── Data for this exercise ──
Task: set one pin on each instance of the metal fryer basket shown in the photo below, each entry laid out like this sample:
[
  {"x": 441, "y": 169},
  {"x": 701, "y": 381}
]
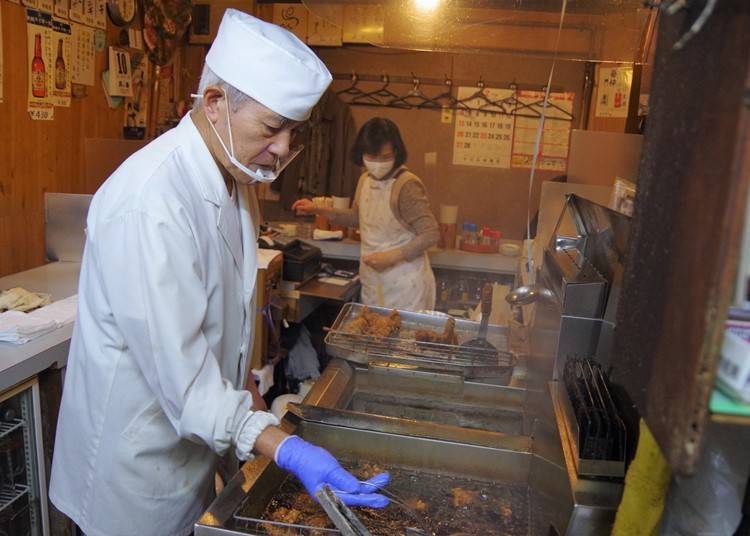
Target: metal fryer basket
[{"x": 403, "y": 348}]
───
With images excluded, write the records above out again exactly.

Task: set one pin on each instance of the metal fryer basket shown in the photo below, each entry laid out like this sample:
[
  {"x": 441, "y": 169},
  {"x": 701, "y": 381}
]
Target: metal fryer basket
[{"x": 403, "y": 348}]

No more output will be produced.